━━ Given records ━━

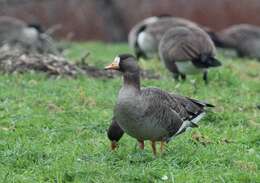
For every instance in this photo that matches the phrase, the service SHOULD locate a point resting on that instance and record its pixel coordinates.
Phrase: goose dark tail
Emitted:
(206, 61)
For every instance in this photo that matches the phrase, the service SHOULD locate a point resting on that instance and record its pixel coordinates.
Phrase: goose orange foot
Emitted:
(153, 144)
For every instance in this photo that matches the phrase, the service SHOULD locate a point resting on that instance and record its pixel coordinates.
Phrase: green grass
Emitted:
(54, 130)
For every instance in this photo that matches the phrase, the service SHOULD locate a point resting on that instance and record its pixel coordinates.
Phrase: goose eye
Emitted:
(117, 60)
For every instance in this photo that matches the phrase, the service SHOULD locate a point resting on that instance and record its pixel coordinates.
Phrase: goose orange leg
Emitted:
(141, 144)
(153, 143)
(113, 145)
(162, 146)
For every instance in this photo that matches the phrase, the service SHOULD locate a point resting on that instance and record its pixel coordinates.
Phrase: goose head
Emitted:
(125, 63)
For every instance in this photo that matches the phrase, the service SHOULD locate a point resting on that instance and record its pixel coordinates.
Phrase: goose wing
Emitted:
(172, 112)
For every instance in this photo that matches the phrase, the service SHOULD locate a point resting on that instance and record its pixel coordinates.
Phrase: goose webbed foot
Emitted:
(113, 145)
(162, 146)
(205, 77)
(153, 144)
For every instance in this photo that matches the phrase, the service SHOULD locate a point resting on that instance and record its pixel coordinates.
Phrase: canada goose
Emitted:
(150, 113)
(187, 50)
(10, 29)
(115, 133)
(133, 36)
(144, 37)
(244, 38)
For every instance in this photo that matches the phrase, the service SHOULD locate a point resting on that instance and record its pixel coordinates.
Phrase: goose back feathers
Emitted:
(244, 38)
(148, 35)
(151, 113)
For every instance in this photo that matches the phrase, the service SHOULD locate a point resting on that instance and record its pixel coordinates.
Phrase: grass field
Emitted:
(54, 130)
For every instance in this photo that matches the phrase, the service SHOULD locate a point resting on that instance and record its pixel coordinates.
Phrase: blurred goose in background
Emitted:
(29, 36)
(145, 36)
(244, 38)
(134, 32)
(10, 29)
(150, 113)
(187, 50)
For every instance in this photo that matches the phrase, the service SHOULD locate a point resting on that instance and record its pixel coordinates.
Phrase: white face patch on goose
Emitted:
(117, 60)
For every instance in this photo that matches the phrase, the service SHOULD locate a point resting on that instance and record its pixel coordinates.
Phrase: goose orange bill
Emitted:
(114, 66)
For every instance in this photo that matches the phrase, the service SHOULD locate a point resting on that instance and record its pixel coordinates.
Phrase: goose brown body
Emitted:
(147, 34)
(151, 113)
(187, 50)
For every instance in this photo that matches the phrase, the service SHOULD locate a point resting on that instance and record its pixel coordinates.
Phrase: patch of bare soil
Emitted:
(15, 60)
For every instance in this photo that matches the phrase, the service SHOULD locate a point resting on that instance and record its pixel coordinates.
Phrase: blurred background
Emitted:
(111, 20)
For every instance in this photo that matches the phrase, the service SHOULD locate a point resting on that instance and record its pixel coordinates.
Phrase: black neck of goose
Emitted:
(132, 79)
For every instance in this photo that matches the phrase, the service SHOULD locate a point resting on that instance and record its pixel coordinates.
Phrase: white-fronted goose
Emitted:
(187, 50)
(244, 38)
(114, 133)
(144, 37)
(150, 113)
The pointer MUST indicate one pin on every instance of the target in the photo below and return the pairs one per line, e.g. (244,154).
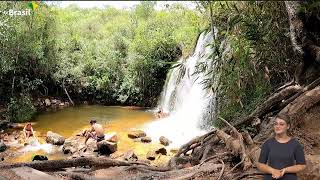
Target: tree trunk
(306,49)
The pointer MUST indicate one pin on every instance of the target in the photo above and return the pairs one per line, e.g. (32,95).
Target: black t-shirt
(281,155)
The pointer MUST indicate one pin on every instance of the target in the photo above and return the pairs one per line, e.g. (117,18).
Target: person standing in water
(96,132)
(28,130)
(282,156)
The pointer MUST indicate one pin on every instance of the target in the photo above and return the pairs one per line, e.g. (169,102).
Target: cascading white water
(184,98)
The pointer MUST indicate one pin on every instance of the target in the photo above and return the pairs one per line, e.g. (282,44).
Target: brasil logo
(33,5)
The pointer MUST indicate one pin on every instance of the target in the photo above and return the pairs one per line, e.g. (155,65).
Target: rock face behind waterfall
(185,98)
(54,138)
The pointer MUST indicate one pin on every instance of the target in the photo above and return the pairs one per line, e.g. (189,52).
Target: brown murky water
(70,121)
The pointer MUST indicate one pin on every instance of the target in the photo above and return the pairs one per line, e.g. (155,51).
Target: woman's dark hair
(284,117)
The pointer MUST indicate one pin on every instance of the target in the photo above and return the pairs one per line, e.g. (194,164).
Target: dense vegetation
(260,58)
(113,56)
(106,55)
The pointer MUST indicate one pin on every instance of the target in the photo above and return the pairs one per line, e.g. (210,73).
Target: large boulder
(162,151)
(106,148)
(71,145)
(164,141)
(112,137)
(136,134)
(130,156)
(54,138)
(3,147)
(151,155)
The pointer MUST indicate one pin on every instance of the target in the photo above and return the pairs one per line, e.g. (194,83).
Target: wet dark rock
(136,134)
(54,138)
(164,141)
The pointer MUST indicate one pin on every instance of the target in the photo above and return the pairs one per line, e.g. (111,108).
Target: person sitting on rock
(96,132)
(28,130)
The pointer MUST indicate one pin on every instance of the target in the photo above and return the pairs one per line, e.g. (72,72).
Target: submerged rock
(162,151)
(54,138)
(39,158)
(72,145)
(106,148)
(164,141)
(136,134)
(130,156)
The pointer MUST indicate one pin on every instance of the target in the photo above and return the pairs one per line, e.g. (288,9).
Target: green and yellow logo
(33,5)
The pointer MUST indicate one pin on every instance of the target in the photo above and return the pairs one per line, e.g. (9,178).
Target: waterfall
(184,97)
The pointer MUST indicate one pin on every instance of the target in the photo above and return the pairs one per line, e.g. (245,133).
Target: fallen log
(195,142)
(58,164)
(294,111)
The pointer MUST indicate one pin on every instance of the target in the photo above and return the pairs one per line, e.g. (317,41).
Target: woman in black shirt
(281,157)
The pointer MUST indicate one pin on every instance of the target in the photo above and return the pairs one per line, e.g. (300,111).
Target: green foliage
(122,56)
(20,109)
(259,56)
(105,55)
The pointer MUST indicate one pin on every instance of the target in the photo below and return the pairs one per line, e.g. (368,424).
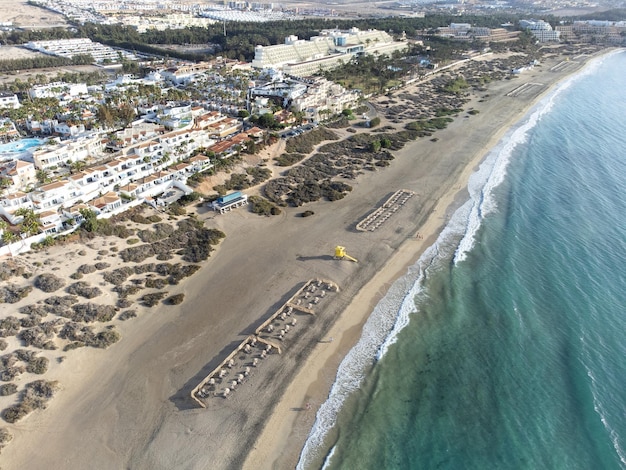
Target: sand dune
(129,406)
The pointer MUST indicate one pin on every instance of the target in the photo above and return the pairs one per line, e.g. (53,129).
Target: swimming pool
(20,145)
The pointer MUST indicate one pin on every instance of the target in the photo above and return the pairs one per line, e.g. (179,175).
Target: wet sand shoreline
(129,406)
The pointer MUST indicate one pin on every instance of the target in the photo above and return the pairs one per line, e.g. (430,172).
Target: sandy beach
(129,406)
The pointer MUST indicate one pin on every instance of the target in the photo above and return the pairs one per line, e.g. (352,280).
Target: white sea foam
(380,331)
(328,458)
(492,170)
(599,408)
(393,311)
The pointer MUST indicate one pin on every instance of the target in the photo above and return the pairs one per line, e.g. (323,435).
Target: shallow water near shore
(503,347)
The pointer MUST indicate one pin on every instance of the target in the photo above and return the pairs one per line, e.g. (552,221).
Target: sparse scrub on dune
(49,282)
(175,299)
(35,396)
(5,438)
(150,300)
(8,389)
(12,293)
(118,276)
(83,289)
(127,314)
(9,326)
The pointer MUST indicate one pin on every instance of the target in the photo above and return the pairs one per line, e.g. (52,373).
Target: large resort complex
(122,169)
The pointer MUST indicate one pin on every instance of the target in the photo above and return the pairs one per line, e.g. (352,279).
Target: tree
(106,115)
(43,176)
(90,222)
(126,114)
(30,224)
(77,166)
(8,237)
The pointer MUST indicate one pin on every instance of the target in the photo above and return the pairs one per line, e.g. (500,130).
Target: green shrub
(38,365)
(8,389)
(175,299)
(262,206)
(150,300)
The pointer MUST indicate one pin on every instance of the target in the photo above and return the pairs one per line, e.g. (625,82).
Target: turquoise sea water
(20,145)
(505,347)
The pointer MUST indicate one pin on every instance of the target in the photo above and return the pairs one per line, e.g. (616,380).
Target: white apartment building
(58,90)
(322,96)
(9,100)
(541,30)
(22,174)
(67,152)
(299,57)
(71,47)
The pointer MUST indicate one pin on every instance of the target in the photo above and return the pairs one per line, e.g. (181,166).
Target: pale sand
(128,407)
(21,14)
(280,444)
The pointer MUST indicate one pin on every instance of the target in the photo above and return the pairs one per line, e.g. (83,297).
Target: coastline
(139,403)
(283,432)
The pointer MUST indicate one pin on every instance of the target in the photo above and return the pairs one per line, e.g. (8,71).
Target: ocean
(504,346)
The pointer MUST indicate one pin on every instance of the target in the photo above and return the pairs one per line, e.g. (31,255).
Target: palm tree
(30,223)
(43,176)
(8,237)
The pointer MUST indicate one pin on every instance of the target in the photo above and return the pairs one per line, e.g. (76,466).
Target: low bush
(175,299)
(9,326)
(262,206)
(105,338)
(38,365)
(288,159)
(150,300)
(12,293)
(127,314)
(8,389)
(5,438)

━━━

# Request:
Please copy out, with no changes, the entries from the line containing "line, e.g. (31,255)." through the end of the entries, including both ends.

# Finished task:
The pointer MUST indicate one pin on every instance of the target in the photo above and return the pairs one per line, e.g. (31,255).
Target: palm tree
(30,223)
(43,176)
(8,237)
The pointer MUST indicate one pin on every instance of the target in the photo above and return the pairs one per line, e.g. (76,466).
Target: low bush
(175,299)
(9,326)
(262,206)
(105,338)
(38,365)
(288,159)
(150,300)
(12,293)
(127,314)
(8,389)
(5,438)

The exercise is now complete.